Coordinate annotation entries

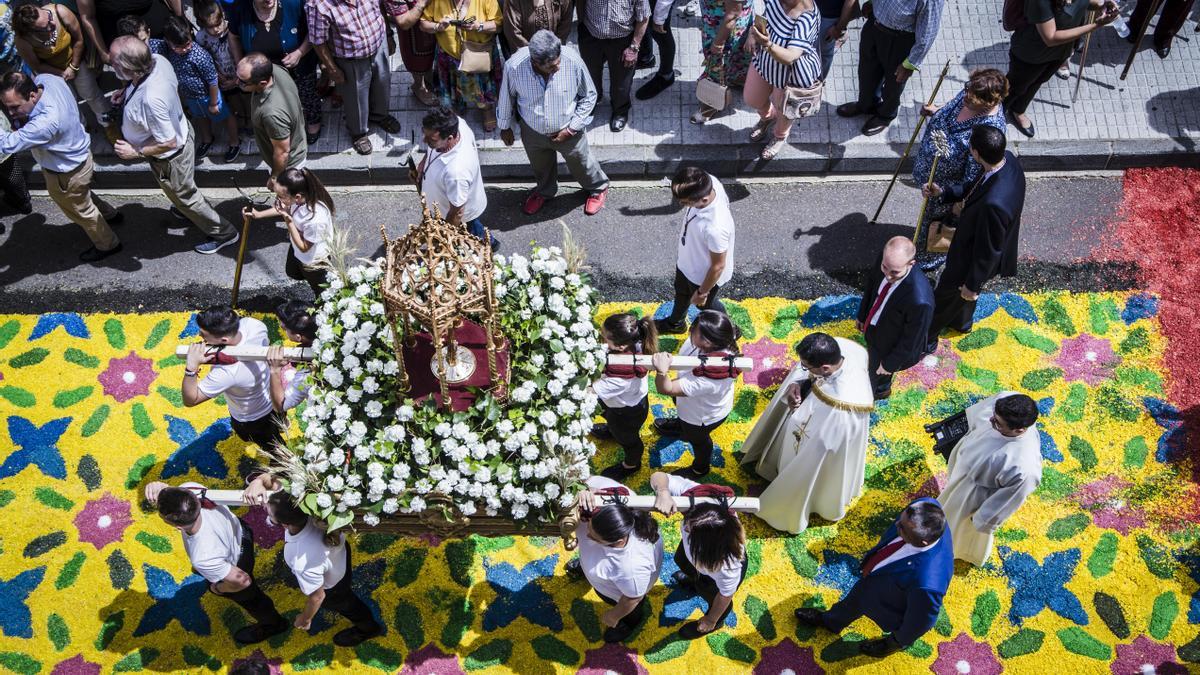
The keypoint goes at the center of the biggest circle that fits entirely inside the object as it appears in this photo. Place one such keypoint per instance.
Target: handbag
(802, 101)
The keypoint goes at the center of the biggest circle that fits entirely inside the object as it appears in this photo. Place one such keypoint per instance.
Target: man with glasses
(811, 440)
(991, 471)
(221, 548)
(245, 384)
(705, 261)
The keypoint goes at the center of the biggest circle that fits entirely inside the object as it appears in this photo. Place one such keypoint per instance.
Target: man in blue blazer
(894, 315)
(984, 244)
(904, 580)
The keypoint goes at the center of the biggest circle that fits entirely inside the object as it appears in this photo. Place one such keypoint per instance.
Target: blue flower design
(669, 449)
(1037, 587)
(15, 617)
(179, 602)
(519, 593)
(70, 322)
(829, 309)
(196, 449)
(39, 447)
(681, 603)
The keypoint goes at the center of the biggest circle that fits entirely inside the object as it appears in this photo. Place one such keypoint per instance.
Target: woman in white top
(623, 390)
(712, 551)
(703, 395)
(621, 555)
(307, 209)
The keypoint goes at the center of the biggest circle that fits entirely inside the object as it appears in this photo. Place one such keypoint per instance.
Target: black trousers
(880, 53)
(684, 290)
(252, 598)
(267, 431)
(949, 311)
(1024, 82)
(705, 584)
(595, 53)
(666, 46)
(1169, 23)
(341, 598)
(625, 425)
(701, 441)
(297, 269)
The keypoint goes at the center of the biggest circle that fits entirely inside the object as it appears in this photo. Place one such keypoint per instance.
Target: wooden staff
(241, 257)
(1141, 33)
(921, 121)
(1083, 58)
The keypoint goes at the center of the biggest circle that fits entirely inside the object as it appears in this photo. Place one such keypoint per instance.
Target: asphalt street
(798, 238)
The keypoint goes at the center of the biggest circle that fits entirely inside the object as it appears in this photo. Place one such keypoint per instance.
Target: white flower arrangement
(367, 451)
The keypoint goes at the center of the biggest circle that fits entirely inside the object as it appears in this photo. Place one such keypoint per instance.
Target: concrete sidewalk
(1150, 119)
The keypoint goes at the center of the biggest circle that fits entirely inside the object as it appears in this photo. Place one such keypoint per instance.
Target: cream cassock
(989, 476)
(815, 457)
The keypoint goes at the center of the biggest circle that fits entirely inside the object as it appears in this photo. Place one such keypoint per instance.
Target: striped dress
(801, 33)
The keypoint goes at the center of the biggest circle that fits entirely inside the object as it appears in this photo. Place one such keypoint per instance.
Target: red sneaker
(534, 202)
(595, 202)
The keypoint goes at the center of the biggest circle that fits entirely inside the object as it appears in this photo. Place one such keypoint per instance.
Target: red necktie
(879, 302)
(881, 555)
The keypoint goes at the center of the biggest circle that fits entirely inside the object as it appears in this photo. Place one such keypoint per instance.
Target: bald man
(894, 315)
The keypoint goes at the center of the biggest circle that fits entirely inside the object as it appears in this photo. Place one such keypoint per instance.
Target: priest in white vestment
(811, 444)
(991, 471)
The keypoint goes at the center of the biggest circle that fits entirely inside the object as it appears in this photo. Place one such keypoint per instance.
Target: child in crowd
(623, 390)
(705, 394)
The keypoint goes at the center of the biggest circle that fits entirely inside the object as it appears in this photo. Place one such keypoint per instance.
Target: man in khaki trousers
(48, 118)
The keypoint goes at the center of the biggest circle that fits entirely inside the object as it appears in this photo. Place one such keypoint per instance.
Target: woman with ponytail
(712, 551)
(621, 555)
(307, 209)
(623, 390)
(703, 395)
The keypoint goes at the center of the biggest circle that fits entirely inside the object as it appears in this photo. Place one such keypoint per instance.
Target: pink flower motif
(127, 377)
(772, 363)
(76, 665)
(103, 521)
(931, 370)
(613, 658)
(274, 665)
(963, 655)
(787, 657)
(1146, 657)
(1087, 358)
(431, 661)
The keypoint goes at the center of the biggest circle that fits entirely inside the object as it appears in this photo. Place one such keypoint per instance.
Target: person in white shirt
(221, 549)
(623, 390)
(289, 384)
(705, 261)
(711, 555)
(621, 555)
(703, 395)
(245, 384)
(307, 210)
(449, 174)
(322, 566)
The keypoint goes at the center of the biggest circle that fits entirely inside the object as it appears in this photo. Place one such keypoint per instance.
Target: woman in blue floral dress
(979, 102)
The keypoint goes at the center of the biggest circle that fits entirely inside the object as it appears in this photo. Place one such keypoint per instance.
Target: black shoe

▸ Written request
Copy each line of the records precisely and drop any images they hold.

▸ Exercise solution
The keypoint goes at the center of the biggest circle that fits entirely inside the object as it appears in this photo. Place one such keypoint per instance.
Target: handbag
(802, 101)
The keypoint goes at the center of the biggest circle that fits entirely inside the object as it appears in this photo. Place one such keypoint per instance.
Target: man with glasses
(811, 440)
(991, 471)
(221, 548)
(245, 384)
(705, 261)
The keypoint goes at the center of the biggest circle that fits entirely inside the object as it appears in this photo. Place one such keypoint per instance.
Target: man in blue blazer
(894, 315)
(984, 244)
(904, 580)
The keypoint goes at the center of the biggest circle that fits entirely inside the object as it appears in this photo. Place one such keypoint per instance.
Target: blue flower design
(669, 449)
(1037, 587)
(15, 617)
(179, 602)
(519, 593)
(70, 322)
(829, 309)
(196, 449)
(39, 447)
(681, 603)
The keypoint goes at the center of the biggest circle that fits entirely inside the object as it appears in this photo. Place one such keypoint per instance.
Target: woman in white top
(623, 390)
(712, 551)
(703, 395)
(621, 555)
(307, 209)
The keypoint goes at the center of the biggest circle that fits entirely inside the object as it appears in this photo. Place one such keypoint per instance.
Target: black trousers
(880, 53)
(684, 290)
(252, 598)
(267, 431)
(949, 311)
(1024, 82)
(705, 584)
(595, 53)
(666, 46)
(1169, 23)
(341, 598)
(625, 425)
(701, 441)
(297, 269)
The keypoint goes at the center of the biggest circle that fits entirely inside the object as it appears in this photo. Place one such keypoint per instance.
Target: wooden staff
(241, 257)
(1141, 33)
(921, 121)
(1083, 58)
The keypoint goes at the center of the biggest circle that fits entirely inside the object as it appears in this photo. Place one such keypoint per instance.
Target: asphalt street
(798, 238)
The keypoint goes at the center of the biggest circle that fits entirely inside the object as it appears in this photo. Place one such keypoint per instance.
Target: white flower arrangement
(367, 451)
The keypoint goes at the center of the biggest circle that fits entirely inside the object as it appears in this photo. Place one such keypoint per instance.
Target: concrete sidewalk
(1150, 119)
The keypoint goes at the center of the biggest circle that fits entirely inside the object as it appears in this photo. Place one such keypoint per instance.
Target: cream cassock
(989, 476)
(815, 457)
The keypoint goes at the center of the biggest circle that fits entirely inside the object as it appears in this photo. Place one such keypoint per instance.
Target: striped dress
(801, 33)
The keypoint goes at the center of the biggest circle that fits entirely inside the object as it appears in this photo. Place one such keypoint per instance.
Target: red sneaker
(534, 202)
(595, 202)
The keypoint goes at the center of the biggest circle that fits entirely inside the object as it appears in this photo. Place one such keypoint per instance.
Target: red necktie
(879, 302)
(881, 555)
The keypoint goes at the center of the biggest circle that fits entirely inside the object as it appears in this photo. Place one such keypoint per instance.
Target: bald man
(894, 315)
The keypoint goes at the center of the biggest circle that fits entirely inside the object as it appears in this photo. Place one such keypoint per instance.
Target: priest in white vestment
(811, 444)
(991, 471)
The keypoint goes at the center of the biggest circle that fits entirely inside the object as it appears in this photo. Place one such keypoint per instance.
Target: child in crowd
(623, 390)
(705, 394)
The keypoint goes at the center of the biggest circle that fits entirely inside the object as it appears in this photo. Place one such keypoint per instance.
Target: man in khaki trousers
(48, 118)
The keypoint goes at the center of the biggest circle that fits entirely inside the object as it appears in this photo. Place one such keypoint per instance.
Target: woman with ponytail
(712, 551)
(621, 555)
(307, 209)
(623, 390)
(703, 395)
The keypoint goes at the center of the biggest circle that fits entirely inside the object as it appears in this photo. Place one such keypoint per instance.
Target: pink flower motif
(127, 377)
(772, 363)
(76, 665)
(103, 521)
(931, 370)
(613, 658)
(274, 665)
(963, 655)
(787, 657)
(1146, 657)
(1087, 358)
(431, 661)
The keypoint goes at the center of the biggest circle that fits entirely inside the object as it appears in this photo. Place one such keypoint per instance.
Target: person in white shirt
(221, 549)
(623, 390)
(289, 384)
(705, 261)
(711, 555)
(621, 555)
(703, 395)
(245, 384)
(307, 210)
(449, 174)
(322, 566)
The keypoint goes at the center of the biggest circle that fits entirely inside the object as it appears in this photo. Place one such keypoint per instance.
Target: woman in blue floral dress
(979, 102)
The keypoint goes at the center of the biggest circle that fits entirely inside the object as it appears in this photo. Place one such keypoint per instance.
Target: black shoe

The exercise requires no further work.